**DOCUMENT SEGMENT**
· · ·

I don't think that having the knob around is huge maintenance burden.
And since it helped to workaround a security bug relative recently I would
rather keep it.
Yang Shi July 20, 2018, 11:49 p.m. UTC | #6
On 7/20/18 2:05 PM, David Rientjes wrote:
> On Fri, 20 Jul 2018, Yang Shi wrote:
>
>>> We disable the huge zero page through this interface, there were issues
>>> related to the huge zero page shrinker (probably best to never free a
>>> per-node huge zero page after allocated) and CVE-2017-1000405 for huge
>>> dirty COW.
>> Thanks for the information. It looks the CVE has been resolved by commit
>> a8f97366452ed491d13cf1e44241bc0b5740b1f0 ("mm, thp: Do not make page table
>> dirty unconditionally in touch_p[mu]d()"), which is in 4.15 already.
>>
> For users who run kernels earlier than 4.15 they may choose to mitigate
> the CVE by using this tunable.  It's not something we permanently need to
> have, but it may likely be too early.

Yes, it might be good to keep it around for a while.

· · ·

**WHAT THE EXERCISE ASKS**
From the thread on the huge zero page tunable, list every CVE number, commit hash, and function name it contains.

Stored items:

· · ·

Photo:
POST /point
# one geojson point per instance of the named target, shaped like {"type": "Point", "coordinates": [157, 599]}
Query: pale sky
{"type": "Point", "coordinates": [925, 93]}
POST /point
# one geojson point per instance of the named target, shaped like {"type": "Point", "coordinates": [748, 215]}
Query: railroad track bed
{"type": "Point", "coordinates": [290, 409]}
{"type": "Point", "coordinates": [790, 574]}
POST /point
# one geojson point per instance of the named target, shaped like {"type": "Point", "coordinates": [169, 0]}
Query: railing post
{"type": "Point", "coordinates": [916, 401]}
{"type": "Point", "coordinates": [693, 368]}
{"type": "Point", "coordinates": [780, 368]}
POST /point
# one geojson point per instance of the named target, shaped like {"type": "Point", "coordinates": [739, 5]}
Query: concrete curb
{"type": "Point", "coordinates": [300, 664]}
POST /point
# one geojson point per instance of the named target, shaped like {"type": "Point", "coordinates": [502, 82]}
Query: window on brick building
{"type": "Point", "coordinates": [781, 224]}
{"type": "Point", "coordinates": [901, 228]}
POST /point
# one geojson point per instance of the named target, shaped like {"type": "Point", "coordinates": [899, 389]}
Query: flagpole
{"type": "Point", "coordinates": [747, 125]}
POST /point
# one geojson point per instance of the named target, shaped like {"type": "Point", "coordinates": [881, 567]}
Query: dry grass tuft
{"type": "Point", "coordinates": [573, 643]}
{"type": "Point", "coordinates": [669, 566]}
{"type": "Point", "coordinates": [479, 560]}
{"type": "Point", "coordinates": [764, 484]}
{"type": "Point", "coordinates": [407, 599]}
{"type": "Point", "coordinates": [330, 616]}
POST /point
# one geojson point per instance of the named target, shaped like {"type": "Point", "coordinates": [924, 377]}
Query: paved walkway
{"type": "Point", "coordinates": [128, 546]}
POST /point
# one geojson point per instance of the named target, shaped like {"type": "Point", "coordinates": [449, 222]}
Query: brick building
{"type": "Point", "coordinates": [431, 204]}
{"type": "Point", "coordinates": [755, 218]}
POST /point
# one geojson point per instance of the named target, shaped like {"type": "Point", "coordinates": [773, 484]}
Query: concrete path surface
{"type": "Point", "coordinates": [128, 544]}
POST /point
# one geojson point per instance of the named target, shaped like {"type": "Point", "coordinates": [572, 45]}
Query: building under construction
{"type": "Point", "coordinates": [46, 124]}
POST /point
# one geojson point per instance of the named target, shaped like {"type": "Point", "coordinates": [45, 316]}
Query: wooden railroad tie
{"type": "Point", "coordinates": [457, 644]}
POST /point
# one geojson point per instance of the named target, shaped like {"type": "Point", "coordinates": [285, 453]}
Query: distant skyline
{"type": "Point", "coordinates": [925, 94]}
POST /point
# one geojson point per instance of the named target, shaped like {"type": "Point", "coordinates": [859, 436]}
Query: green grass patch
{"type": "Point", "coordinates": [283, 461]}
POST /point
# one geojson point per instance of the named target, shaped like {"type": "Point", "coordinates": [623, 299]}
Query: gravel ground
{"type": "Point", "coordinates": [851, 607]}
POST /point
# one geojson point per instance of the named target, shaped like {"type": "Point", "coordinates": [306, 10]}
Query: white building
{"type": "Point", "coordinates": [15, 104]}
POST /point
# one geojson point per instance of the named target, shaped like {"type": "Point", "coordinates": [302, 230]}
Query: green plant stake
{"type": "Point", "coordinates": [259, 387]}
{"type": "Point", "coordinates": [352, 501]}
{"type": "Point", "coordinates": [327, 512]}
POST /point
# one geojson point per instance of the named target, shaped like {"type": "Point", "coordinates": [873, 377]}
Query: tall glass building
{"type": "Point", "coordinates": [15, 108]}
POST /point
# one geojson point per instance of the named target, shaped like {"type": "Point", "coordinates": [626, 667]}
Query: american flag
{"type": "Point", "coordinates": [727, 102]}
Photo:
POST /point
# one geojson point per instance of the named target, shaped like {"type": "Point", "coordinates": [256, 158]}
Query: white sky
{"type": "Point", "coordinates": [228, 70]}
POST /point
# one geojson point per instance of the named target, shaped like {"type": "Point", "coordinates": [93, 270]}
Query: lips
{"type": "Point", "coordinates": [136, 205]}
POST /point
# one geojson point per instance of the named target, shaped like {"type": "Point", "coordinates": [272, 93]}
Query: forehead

· · ·

**THE ANSWER**
- CVE-2017-1000405
- a8f97366452ed491d13cf1e44241bc0b5740b1f0
- touch_p[mu]d()